Ecrire au clavier, notamment un long message comme celui-ci, crispe énormément ma main et bien sûr il arrive souvent que des lettres se mélangent et que je doive corriger. Je suis devenu très maladroit de la main gauche.
Aussi, je ne marche pas tout à fait normalement; c'est très léger, mais mon pied gauche piétine légèrement, et j'ai déjà fait une chute sans conséquence mais qui aurait pu être pire. C'est d'ailleurs le symptôme qui fait le plus chuter l'espérance de vie d'une personne atteinte par cette maladie. Il faut y faire très attention.
J'ai bien sûr un traitement, et j'aurai de toute façon des traitements assez lourds jusqu'à la fin de ma vie.
Est-ce que ça marche?
Ces traitements n'ont aucun effet sur la marche implacable de la maladie, ils ne sont là que pour traiter (très partiellement) les symptômes, si jamais ils servent vraiment à quelque chose, car il m'arrive assez souvent d'en douter.
Donc j'ai un traitement conséquent et quotidien, avec des horaires précis, mais sans être convaincu que cela serve à quelque chose.
Le facteur psychologique joue beaucoup: quand je parle de la maladie, des symptômes, la tension et la crispation du bras et de la main se décuplent quasi-automatiquement.

++++++++

» Consigne: S'il vous plaît, indiquez quel effet les traitements ont sur la marche implacable de la maladie d'après le passage extrait.

Données:

++++++++

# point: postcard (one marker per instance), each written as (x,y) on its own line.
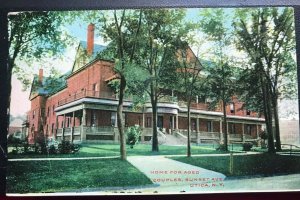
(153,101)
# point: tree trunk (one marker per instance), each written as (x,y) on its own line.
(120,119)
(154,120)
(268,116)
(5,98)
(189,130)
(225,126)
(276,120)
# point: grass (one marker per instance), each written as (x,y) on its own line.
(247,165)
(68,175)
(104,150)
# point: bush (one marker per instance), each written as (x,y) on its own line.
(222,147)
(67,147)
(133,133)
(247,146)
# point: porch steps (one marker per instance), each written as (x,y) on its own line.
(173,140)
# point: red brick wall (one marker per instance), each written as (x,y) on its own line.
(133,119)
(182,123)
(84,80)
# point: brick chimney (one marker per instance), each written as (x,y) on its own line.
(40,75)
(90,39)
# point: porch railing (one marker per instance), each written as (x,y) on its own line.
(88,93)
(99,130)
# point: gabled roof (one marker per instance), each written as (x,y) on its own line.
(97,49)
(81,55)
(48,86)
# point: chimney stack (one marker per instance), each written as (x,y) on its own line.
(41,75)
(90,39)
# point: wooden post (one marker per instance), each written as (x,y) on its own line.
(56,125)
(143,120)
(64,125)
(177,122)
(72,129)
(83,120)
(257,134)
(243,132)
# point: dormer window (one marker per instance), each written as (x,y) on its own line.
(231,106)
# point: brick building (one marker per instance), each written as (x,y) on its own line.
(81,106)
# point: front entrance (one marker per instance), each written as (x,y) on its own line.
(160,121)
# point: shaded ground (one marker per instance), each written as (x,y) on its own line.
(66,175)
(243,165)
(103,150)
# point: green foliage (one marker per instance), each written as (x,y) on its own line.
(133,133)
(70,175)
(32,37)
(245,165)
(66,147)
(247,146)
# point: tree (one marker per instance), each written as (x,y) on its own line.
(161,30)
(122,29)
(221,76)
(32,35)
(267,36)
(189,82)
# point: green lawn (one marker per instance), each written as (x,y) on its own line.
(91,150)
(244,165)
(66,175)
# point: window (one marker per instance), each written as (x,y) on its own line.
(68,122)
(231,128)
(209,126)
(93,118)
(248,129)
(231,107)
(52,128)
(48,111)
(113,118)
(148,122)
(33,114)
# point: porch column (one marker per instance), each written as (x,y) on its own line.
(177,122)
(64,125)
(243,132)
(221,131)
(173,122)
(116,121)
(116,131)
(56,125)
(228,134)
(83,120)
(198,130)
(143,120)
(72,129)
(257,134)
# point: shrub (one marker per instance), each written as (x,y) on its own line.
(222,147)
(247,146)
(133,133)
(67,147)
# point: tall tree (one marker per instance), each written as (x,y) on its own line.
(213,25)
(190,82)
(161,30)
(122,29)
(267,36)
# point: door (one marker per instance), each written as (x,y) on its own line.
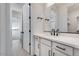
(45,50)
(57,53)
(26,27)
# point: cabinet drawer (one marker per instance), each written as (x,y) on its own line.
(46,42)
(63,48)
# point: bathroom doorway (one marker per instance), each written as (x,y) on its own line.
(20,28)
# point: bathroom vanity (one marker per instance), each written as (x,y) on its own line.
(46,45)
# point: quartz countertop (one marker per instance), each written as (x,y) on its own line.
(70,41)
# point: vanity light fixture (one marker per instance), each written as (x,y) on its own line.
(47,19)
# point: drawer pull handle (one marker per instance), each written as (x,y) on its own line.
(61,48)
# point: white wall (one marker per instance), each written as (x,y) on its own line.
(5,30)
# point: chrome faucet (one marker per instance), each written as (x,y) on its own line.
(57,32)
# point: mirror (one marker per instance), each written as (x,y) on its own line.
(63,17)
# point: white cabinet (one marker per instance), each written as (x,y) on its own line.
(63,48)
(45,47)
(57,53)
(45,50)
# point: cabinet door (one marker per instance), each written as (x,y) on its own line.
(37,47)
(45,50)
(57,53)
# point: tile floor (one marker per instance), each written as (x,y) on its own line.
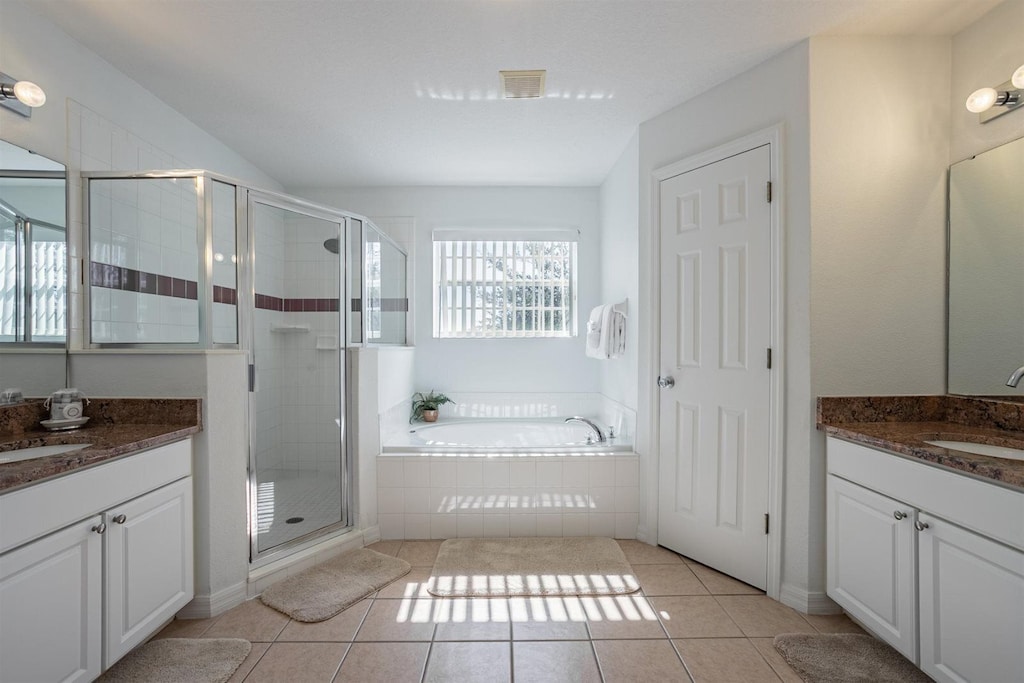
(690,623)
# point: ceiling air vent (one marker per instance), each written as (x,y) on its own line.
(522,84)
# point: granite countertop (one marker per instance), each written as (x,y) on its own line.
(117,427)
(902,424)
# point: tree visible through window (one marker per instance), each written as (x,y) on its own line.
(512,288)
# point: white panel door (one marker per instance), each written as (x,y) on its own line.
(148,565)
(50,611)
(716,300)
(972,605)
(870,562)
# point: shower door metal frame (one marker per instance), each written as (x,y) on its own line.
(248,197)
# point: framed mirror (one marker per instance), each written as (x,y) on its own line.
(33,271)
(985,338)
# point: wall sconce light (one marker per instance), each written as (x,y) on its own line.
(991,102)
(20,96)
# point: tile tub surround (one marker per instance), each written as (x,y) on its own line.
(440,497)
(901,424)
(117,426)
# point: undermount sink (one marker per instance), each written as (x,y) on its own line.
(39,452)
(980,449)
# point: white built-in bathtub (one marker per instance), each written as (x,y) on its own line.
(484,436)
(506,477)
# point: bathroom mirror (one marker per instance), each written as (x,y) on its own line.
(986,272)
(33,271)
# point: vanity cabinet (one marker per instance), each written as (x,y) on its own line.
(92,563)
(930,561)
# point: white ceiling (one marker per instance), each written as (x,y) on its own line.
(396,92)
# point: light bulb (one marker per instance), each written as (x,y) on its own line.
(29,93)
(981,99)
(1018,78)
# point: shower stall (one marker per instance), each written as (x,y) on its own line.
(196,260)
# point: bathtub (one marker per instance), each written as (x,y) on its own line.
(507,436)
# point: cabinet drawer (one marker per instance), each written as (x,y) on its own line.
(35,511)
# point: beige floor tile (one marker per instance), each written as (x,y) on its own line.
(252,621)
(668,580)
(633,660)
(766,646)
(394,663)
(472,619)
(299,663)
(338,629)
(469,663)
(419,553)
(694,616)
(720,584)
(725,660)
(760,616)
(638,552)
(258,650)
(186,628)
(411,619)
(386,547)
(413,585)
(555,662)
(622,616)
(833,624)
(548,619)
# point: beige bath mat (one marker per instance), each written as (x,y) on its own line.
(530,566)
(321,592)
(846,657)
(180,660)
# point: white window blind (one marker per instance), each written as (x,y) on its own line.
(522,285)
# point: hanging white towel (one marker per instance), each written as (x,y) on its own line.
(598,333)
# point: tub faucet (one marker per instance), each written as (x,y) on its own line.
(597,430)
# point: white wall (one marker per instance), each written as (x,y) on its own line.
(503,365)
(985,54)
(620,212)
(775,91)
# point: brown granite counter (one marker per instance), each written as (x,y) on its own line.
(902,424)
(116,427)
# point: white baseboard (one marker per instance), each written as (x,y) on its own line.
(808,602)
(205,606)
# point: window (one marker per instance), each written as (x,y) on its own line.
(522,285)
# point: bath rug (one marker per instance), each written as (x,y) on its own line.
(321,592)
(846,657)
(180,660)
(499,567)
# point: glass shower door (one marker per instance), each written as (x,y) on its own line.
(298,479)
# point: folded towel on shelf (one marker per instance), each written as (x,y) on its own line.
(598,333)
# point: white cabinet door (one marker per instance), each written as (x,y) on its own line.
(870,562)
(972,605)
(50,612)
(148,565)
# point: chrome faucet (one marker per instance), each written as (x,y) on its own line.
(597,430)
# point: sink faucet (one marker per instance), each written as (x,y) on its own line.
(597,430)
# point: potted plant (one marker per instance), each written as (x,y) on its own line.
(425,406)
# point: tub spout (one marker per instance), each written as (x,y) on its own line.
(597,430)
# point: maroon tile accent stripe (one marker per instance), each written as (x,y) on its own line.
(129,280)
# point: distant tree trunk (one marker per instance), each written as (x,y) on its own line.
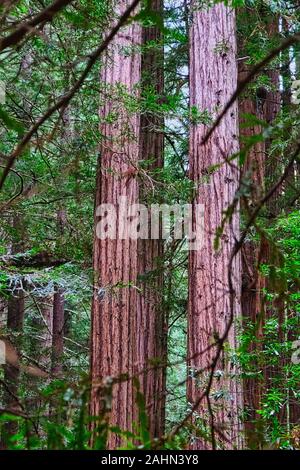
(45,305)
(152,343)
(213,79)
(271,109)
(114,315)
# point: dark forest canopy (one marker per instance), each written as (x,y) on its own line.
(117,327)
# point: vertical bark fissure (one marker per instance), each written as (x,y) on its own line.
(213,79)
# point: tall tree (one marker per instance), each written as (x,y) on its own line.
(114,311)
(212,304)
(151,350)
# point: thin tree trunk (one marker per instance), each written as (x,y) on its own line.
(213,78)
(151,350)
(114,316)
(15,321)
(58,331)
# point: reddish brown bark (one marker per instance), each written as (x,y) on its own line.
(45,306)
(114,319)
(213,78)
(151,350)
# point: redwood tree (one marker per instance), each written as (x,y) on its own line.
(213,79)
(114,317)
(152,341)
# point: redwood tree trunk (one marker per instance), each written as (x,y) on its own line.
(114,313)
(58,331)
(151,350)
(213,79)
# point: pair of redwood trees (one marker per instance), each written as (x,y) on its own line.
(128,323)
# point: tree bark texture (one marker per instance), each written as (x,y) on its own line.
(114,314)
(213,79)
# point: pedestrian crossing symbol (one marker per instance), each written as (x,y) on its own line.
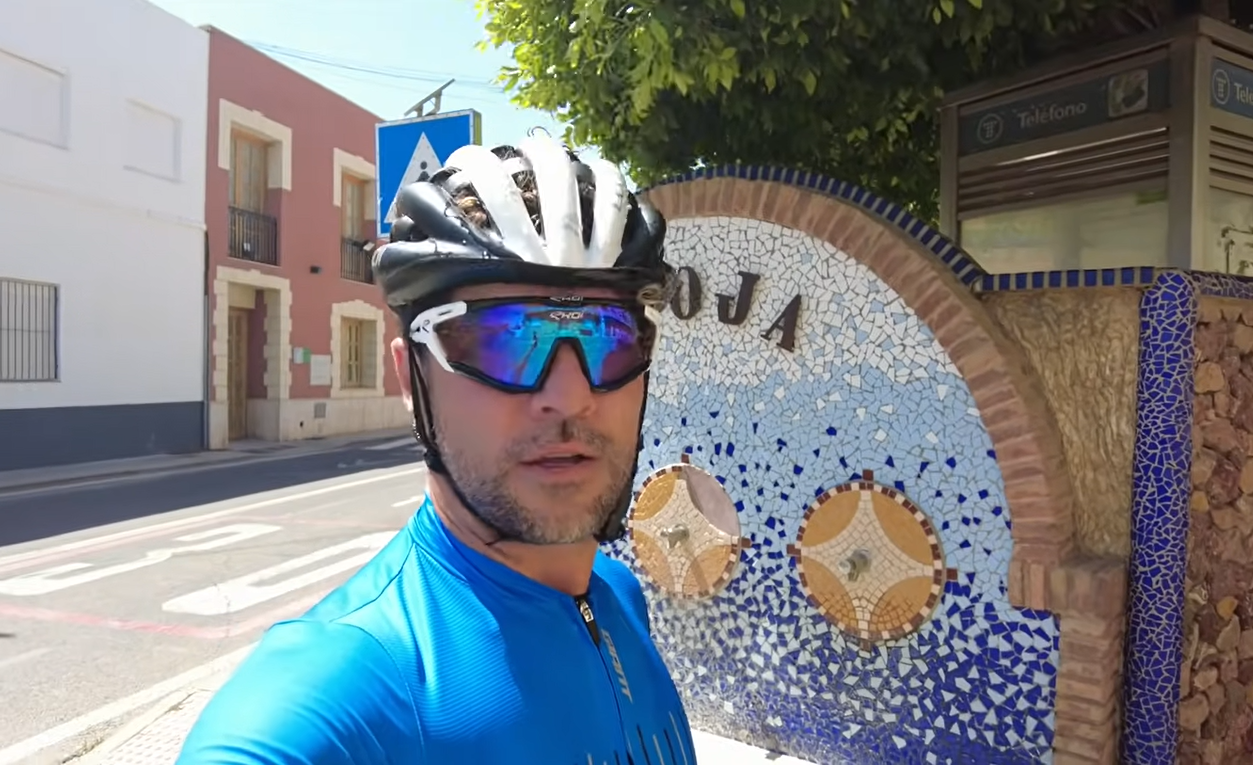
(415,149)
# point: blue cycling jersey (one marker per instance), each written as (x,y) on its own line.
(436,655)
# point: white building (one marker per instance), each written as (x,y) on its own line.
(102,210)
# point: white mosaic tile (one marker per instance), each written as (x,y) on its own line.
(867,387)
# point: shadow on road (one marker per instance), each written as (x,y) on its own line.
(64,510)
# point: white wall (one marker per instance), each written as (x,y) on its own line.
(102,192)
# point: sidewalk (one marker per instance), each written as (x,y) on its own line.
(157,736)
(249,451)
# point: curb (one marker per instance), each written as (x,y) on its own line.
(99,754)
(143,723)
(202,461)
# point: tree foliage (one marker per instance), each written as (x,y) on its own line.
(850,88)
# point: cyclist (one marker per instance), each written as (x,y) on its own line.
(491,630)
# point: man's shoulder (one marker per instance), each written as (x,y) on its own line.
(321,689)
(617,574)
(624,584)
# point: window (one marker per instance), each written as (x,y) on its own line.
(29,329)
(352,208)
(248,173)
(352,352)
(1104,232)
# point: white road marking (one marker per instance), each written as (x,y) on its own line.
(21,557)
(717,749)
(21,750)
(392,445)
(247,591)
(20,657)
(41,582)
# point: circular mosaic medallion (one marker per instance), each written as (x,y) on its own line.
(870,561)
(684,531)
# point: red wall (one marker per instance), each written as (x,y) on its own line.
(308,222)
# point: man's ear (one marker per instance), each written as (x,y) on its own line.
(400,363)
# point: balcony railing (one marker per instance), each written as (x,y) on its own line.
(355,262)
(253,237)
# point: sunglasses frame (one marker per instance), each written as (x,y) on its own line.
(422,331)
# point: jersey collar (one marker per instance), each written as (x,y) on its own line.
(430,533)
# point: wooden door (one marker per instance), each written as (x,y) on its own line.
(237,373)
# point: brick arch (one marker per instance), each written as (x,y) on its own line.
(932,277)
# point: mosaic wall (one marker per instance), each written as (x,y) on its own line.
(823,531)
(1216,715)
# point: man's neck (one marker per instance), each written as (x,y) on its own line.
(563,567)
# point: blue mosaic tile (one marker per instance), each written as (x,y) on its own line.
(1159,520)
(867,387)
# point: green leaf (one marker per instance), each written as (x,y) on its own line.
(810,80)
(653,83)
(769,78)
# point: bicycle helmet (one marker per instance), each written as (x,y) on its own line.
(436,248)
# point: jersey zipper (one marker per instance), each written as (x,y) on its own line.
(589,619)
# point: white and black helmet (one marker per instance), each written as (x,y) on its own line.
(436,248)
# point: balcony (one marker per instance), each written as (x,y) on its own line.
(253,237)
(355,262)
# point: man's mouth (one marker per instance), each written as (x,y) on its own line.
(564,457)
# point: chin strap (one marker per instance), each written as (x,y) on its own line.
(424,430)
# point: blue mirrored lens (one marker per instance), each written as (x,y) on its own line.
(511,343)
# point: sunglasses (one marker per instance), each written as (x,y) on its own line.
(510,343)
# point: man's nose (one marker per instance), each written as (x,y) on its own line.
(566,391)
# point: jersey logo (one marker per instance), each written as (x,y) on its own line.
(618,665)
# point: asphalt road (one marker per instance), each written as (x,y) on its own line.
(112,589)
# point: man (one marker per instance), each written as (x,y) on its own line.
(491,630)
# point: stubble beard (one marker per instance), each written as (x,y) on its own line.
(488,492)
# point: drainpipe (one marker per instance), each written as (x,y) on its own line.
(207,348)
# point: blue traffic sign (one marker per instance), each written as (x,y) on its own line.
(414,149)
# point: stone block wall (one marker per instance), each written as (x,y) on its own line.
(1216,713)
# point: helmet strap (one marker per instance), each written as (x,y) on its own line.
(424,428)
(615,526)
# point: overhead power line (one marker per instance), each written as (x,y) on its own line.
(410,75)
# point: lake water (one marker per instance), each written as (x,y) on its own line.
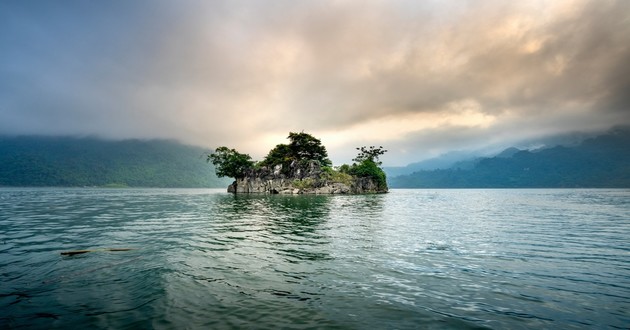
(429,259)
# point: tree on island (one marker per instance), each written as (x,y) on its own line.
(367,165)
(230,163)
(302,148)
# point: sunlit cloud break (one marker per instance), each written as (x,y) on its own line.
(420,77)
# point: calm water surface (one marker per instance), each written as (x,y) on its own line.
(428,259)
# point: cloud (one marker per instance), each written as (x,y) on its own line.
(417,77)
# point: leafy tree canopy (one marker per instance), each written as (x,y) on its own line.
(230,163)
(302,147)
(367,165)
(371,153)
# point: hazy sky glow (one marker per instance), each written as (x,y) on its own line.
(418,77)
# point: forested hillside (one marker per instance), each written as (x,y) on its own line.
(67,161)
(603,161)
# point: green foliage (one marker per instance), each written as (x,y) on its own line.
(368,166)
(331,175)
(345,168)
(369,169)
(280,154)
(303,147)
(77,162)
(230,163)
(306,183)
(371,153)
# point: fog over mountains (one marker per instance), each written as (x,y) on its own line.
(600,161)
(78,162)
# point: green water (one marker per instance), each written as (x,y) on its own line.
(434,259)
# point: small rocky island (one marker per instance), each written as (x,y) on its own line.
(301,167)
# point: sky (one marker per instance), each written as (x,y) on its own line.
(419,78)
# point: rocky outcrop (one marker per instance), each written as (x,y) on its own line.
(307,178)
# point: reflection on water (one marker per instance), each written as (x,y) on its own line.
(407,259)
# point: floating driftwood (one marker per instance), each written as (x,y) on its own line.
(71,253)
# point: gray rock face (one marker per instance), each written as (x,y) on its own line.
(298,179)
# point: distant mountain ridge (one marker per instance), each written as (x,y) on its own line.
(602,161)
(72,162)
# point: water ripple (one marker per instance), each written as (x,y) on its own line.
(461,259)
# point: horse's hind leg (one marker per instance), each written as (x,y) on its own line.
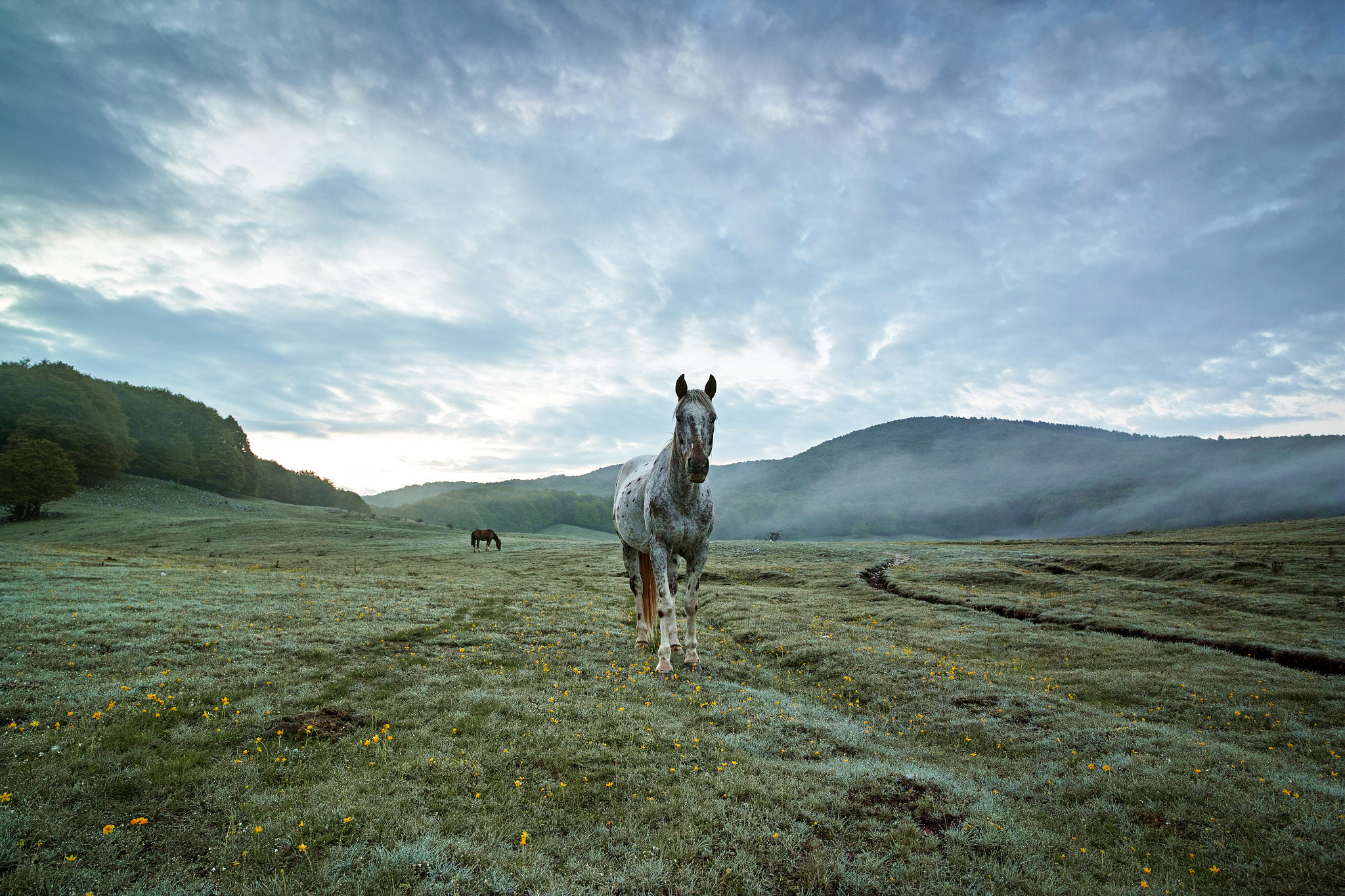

++++++++

» Résultat obtenu: Ils n'ont aucun effet sur elle et ne servent qu'à traiter, très partiellement, les symptômes.